_Brief 1:_ Retype the stretch of the article about "The Chosen" from "Starting Dec. 1, about" through "executive Ray Nutt.".
_Brief 2:_ According to the article about "The Chosen," what puts "Christmas with 'The Chosen'" on track to be Fathom's bestseller ever? Answer in one to three sentences.
_Brief 3:_ Give what follows next in the article about "The Chosen," picking up from where it stops.

_Reading text:_
--*--
Starting Dec. 1, about 1,700 theaters will feature screenings of a “Chosen” Christmas special, including musical performances and a new episode in which Mother Mary (a series character played by Vanessa Benavente) flashes back to her son’s birth. Distributor Fathom Events, known for one- or two- day releases of classic movies, live opera and other specialty fare, expanded the “Chosen” event to 10 days. Ticket sales are approaching $6 million so far, putting “Christmas with ‘The Chosen’” on track to be Fathom’s bestseller ever, according to chief executive Ray Nutt.

Crowdfunded colossus
Other movie and TV producers have tapped die-hard fans to cover their budgets, but those projects were small and fleeting by comparison. The record for crowdfunded entertainment was once held by the cult comedy TV series “Mystery Science Theater 3000,” which raised about $6 million on Kickstarter for one revival season. Season 3 of “The Chosen” is set to start shooting in March with a budget of $18 million, up from $12 million for season 2. ...
--*--
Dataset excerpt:
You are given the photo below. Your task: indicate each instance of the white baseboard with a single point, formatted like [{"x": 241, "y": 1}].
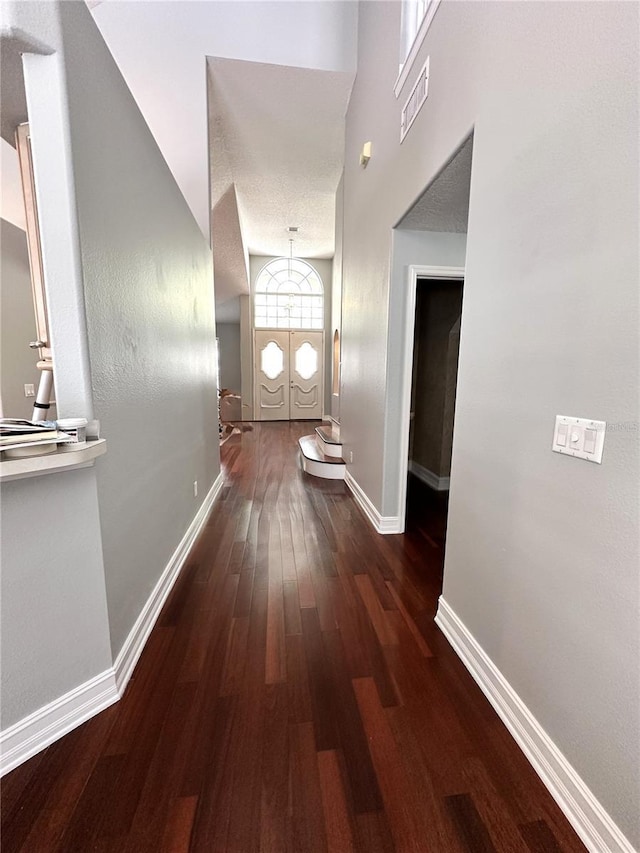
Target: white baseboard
[
  {"x": 382, "y": 523},
  {"x": 582, "y": 809},
  {"x": 34, "y": 733},
  {"x": 440, "y": 484},
  {"x": 134, "y": 644},
  {"x": 46, "y": 725}
]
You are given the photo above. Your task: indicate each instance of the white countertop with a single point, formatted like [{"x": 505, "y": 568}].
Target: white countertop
[{"x": 61, "y": 460}]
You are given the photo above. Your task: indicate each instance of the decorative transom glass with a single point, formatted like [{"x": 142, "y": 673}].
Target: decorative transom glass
[
  {"x": 288, "y": 295},
  {"x": 272, "y": 360},
  {"x": 306, "y": 360}
]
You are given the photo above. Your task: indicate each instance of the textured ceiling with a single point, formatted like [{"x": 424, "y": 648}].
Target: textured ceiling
[
  {"x": 161, "y": 50},
  {"x": 277, "y": 134},
  {"x": 12, "y": 94},
  {"x": 444, "y": 205},
  {"x": 229, "y": 258}
]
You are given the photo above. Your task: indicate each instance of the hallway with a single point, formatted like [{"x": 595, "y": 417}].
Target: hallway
[{"x": 295, "y": 695}]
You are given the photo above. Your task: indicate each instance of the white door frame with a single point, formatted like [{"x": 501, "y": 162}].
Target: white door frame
[{"x": 414, "y": 273}]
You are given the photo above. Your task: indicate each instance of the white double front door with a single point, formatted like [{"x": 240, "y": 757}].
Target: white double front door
[{"x": 288, "y": 375}]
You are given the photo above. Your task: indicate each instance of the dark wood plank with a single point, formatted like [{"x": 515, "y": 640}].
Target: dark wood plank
[
  {"x": 469, "y": 825},
  {"x": 295, "y": 695},
  {"x": 337, "y": 820}
]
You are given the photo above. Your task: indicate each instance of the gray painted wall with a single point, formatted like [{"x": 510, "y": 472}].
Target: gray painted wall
[
  {"x": 129, "y": 265},
  {"x": 542, "y": 550},
  {"x": 55, "y": 631},
  {"x": 148, "y": 288},
  {"x": 17, "y": 324},
  {"x": 229, "y": 355}
]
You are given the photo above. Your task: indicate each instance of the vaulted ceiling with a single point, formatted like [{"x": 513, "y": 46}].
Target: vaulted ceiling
[{"x": 246, "y": 101}]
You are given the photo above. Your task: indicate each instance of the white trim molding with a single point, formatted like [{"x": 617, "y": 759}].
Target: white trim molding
[
  {"x": 440, "y": 484},
  {"x": 382, "y": 523},
  {"x": 34, "y": 733},
  {"x": 584, "y": 812},
  {"x": 414, "y": 273},
  {"x": 407, "y": 67},
  {"x": 37, "y": 731},
  {"x": 134, "y": 644}
]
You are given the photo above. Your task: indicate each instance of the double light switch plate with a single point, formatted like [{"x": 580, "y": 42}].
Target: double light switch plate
[{"x": 579, "y": 437}]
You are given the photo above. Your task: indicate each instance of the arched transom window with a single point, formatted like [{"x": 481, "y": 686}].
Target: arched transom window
[{"x": 288, "y": 295}]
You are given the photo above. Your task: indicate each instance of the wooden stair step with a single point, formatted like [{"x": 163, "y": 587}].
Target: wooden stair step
[
  {"x": 310, "y": 449},
  {"x": 326, "y": 434}
]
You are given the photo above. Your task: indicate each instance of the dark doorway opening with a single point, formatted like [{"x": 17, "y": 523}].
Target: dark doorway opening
[{"x": 433, "y": 392}]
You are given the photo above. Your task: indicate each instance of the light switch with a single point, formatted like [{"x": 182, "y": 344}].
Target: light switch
[
  {"x": 579, "y": 437},
  {"x": 590, "y": 437},
  {"x": 561, "y": 435}
]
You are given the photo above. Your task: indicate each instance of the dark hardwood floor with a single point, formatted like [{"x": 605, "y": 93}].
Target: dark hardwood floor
[{"x": 295, "y": 695}]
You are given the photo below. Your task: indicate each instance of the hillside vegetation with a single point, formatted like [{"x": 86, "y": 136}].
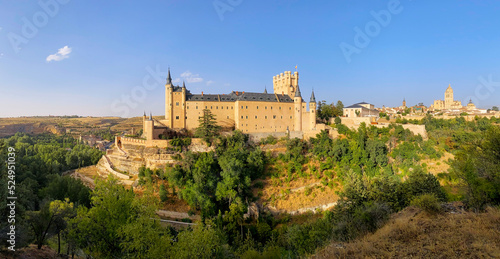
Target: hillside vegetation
[
  {"x": 373, "y": 173},
  {"x": 417, "y": 234}
]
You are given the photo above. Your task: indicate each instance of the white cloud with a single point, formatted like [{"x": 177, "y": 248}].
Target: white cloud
[
  {"x": 61, "y": 54},
  {"x": 191, "y": 78}
]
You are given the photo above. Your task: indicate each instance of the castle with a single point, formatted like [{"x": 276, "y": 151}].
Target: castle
[
  {"x": 283, "y": 111},
  {"x": 449, "y": 103}
]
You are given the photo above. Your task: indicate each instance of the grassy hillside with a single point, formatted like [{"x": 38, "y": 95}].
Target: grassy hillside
[{"x": 418, "y": 234}]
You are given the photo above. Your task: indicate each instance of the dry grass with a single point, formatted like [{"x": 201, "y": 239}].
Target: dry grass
[
  {"x": 33, "y": 253},
  {"x": 413, "y": 233},
  {"x": 436, "y": 166},
  {"x": 302, "y": 192}
]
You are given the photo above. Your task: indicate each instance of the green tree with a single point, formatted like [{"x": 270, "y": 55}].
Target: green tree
[
  {"x": 201, "y": 242},
  {"x": 339, "y": 107},
  {"x": 118, "y": 224},
  {"x": 163, "y": 193},
  {"x": 208, "y": 127},
  {"x": 42, "y": 221}
]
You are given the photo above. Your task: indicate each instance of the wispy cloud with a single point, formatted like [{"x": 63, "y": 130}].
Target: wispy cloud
[
  {"x": 191, "y": 78},
  {"x": 61, "y": 54}
]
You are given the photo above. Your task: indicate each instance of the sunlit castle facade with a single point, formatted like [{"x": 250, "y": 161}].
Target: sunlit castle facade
[{"x": 282, "y": 111}]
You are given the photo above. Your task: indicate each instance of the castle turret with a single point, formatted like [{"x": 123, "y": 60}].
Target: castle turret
[
  {"x": 168, "y": 101},
  {"x": 312, "y": 111},
  {"x": 448, "y": 98},
  {"x": 297, "y": 99},
  {"x": 286, "y": 83},
  {"x": 149, "y": 127},
  {"x": 183, "y": 106},
  {"x": 169, "y": 78}
]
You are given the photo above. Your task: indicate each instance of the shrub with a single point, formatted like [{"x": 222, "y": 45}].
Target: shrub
[{"x": 427, "y": 202}]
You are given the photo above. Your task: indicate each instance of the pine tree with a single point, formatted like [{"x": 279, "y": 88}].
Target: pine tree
[{"x": 208, "y": 128}]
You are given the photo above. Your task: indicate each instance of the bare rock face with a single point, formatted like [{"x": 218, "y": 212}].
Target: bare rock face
[{"x": 132, "y": 157}]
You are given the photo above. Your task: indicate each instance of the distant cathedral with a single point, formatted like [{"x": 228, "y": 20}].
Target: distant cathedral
[
  {"x": 448, "y": 103},
  {"x": 281, "y": 111}
]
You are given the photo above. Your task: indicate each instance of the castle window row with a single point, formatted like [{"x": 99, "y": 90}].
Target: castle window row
[{"x": 256, "y": 117}]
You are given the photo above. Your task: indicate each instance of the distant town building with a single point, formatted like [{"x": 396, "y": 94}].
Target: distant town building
[
  {"x": 361, "y": 109},
  {"x": 449, "y": 103}
]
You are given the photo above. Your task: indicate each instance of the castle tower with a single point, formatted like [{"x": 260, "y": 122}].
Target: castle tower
[
  {"x": 312, "y": 110},
  {"x": 448, "y": 97},
  {"x": 168, "y": 101},
  {"x": 297, "y": 99},
  {"x": 286, "y": 83},
  {"x": 144, "y": 123},
  {"x": 182, "y": 117},
  {"x": 149, "y": 128}
]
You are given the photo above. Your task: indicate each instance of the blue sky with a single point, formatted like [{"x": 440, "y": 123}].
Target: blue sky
[{"x": 96, "y": 57}]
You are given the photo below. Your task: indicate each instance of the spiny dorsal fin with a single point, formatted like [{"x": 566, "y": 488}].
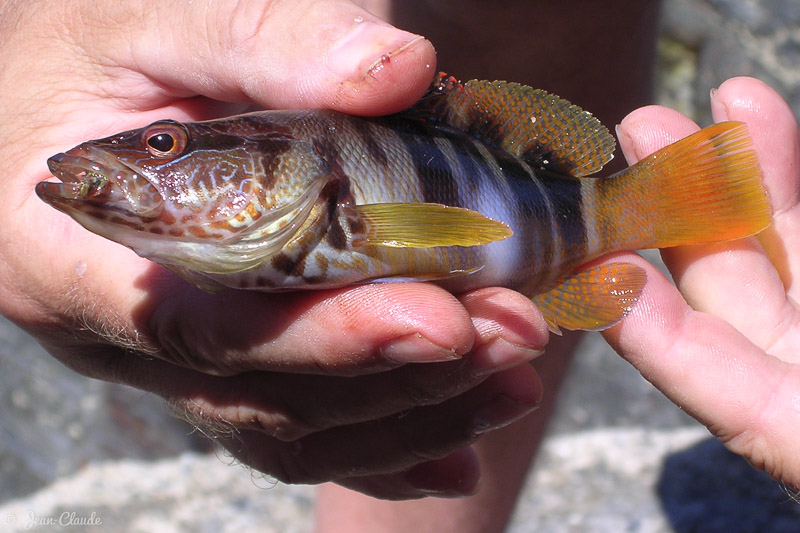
--*--
_Result 1:_
Starting Dec. 1, about 1,700 theaters will feature screenings of a “Chosen” Christmas special, including musical performances and a new episode in which Mother Mary (a series character played by Vanessa Benavente) flashes back to her son’s birth. Distributor Fathom Events, known for one- or two- day releases of classic movies, live opera and other specialty fare, expanded the “Chosen” event to 10 days. Ticket sales are approaching $6 million so far, putting “Christmas with ‘The Chosen’” on track to be Fathom’s bestseller ever, according to chief executive Ray Nutt.

_Result 2:_ Ticket sales for the Christmas special are approaching $6 million so far. According to chief executive Ray Nutt, that total puts the event on track to be Fathom's bestseller ever.

_Result 3:_
Mr. Jenkins says he draws on secular sources, too. Binge-watching the kaleidoscopic HBO crime drama “The Wire” convinced him to delve into the sociopolitical worlds of Romans and Pharisees. He borrowed the idea of delaying Jesus’ entrance in the series from “The West Wing,” in which the president doesn’t show up until the end of the first episode. ...

Mr. Jenkins, who has four children, the two eldest in college, moved with his family last summer to a home near the camp. He envisions the emerging site here as a self-sufficient outpost in the entertainment world. As a potential follow-up to “The Chosen,” he’s considering a series based on the Book of Acts, and a multiseason adaptation of his father’s “Left Behind” stories.

“We’re planting a stake here for not just these five seasons, but potentially more,” Mr. Jenkins says. “This is home, so let’s make this permanent.”